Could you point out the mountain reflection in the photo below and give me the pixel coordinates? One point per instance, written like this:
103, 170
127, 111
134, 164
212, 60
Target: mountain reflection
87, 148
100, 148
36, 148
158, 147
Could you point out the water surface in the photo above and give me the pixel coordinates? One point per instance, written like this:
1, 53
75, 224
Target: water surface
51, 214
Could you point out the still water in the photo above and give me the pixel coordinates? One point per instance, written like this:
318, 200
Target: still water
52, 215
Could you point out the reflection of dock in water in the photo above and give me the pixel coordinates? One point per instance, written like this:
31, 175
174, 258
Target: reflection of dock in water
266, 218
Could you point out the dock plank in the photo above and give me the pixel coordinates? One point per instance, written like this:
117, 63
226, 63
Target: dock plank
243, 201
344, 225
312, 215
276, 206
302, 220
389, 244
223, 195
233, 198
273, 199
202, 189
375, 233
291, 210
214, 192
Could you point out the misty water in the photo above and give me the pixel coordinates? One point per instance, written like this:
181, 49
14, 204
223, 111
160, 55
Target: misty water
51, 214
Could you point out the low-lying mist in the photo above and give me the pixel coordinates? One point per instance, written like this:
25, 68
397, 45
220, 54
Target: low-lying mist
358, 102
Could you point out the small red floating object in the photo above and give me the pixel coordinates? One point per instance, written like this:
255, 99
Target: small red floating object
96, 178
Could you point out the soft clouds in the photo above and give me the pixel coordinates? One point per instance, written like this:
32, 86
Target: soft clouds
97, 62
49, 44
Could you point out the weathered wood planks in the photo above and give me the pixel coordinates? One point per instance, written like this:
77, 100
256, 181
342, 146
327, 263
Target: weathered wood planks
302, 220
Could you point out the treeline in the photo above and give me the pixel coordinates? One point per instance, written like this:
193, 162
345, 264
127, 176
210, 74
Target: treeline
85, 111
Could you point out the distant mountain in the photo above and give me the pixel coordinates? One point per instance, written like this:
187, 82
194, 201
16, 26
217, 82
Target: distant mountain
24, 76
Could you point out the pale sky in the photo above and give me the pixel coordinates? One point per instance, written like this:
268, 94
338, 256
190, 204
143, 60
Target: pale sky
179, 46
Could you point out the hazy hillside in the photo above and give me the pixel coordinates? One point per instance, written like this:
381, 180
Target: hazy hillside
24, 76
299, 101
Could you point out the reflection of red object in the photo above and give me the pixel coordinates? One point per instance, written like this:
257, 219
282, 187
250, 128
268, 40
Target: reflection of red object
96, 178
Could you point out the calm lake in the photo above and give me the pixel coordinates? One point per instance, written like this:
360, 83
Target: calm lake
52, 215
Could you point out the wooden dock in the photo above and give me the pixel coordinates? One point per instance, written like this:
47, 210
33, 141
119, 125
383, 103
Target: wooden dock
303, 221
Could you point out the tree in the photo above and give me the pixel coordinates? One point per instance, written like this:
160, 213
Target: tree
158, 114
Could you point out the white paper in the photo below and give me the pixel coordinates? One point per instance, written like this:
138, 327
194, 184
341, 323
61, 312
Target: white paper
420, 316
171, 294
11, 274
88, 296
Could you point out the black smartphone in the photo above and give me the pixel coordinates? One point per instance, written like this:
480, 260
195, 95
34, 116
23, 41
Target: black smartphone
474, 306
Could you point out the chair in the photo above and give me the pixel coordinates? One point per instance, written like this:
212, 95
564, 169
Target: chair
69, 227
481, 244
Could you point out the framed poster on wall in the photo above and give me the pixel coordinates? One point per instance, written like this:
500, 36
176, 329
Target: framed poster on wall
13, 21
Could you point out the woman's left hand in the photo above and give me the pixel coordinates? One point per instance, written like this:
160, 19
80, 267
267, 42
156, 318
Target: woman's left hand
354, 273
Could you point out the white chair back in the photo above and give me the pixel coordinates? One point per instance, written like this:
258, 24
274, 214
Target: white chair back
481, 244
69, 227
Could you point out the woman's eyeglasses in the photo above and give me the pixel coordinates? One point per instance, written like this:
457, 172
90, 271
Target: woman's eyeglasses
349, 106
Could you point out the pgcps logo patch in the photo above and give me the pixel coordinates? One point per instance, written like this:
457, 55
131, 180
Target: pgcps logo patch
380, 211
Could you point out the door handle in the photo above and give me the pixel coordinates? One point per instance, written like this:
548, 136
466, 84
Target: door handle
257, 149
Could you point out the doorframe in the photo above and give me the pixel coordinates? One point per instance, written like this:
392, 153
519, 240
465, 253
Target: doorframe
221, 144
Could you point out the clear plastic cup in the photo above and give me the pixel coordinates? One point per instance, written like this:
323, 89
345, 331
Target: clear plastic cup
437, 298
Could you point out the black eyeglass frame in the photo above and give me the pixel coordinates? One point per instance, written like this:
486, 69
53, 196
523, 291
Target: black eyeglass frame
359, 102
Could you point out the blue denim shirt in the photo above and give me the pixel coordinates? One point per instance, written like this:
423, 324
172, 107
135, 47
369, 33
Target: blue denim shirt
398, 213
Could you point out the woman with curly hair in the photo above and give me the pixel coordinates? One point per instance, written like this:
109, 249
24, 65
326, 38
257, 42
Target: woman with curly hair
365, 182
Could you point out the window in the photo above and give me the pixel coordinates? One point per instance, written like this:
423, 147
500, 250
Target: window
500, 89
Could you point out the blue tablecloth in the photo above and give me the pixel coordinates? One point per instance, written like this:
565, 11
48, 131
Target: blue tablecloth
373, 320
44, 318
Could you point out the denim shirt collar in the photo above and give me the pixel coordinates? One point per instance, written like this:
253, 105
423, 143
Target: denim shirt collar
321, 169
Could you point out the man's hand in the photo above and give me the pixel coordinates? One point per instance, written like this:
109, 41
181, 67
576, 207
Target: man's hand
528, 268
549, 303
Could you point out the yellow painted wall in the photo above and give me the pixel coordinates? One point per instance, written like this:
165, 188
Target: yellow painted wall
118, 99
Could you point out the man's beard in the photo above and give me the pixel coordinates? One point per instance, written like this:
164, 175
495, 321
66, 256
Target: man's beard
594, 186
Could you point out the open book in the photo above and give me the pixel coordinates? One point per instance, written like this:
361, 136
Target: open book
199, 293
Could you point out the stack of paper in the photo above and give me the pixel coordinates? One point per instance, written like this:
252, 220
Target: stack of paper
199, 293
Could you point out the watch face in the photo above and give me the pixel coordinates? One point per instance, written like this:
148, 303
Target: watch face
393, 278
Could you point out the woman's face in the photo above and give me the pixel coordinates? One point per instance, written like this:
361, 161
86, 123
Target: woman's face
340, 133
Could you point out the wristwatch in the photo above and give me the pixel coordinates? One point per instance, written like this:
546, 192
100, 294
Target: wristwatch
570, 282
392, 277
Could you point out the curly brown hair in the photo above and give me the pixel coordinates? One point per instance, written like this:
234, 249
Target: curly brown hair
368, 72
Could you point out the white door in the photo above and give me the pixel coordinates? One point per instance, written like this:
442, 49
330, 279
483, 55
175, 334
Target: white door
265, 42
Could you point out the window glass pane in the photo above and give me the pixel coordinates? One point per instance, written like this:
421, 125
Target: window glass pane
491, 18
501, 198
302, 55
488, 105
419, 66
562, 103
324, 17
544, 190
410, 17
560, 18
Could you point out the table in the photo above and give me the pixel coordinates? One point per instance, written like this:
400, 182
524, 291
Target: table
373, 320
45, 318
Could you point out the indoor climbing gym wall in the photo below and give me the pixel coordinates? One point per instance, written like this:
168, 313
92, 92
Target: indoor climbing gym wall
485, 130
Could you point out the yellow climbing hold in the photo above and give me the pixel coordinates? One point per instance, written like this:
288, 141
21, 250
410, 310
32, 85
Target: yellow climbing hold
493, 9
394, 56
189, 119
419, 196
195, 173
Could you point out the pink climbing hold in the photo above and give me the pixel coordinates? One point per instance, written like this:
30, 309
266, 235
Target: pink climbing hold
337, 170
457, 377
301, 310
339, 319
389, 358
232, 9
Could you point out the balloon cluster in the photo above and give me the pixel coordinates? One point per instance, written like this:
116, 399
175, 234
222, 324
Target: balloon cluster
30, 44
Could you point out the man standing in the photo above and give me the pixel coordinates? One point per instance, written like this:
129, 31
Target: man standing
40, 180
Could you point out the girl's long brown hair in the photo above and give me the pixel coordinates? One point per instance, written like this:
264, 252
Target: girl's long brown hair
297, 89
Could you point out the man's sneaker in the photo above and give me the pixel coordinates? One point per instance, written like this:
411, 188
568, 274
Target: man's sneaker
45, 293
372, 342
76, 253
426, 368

- **WRITTEN EXERCISE**
From the line containing "Could you point out the pink" through the closing line of the material above, return every line exactly and omit all others.

- **RESULT FOR THIS TASK**
Could you point out the pink climbing hold in the photo above and give me the pixel coordinates? One point per instance, written like this:
30, 309
266, 235
Target: pink climbing hold
337, 170
457, 377
301, 310
339, 319
389, 358
232, 9
Could you point out the balloon cluster in the photo above and give me the pixel coordinates? One point per instance, written like this:
116, 399
175, 234
222, 324
Target: balloon cluster
30, 44
Could you point out the man standing in the photo above and give me the pixel coordinates? One point per instance, written like this:
129, 31
Target: man standing
40, 180
Could you point out the girl's long brown hair in the photo above and give me the pixel coordinates? One point per instance, written like this:
264, 252
Target: girl's long brown hair
297, 89
Could you point out the man's sneaker in the photo above and give me the pixel coordinates? One point per instance, written like this:
411, 188
568, 274
Target: man's sneaker
45, 293
372, 342
76, 253
426, 368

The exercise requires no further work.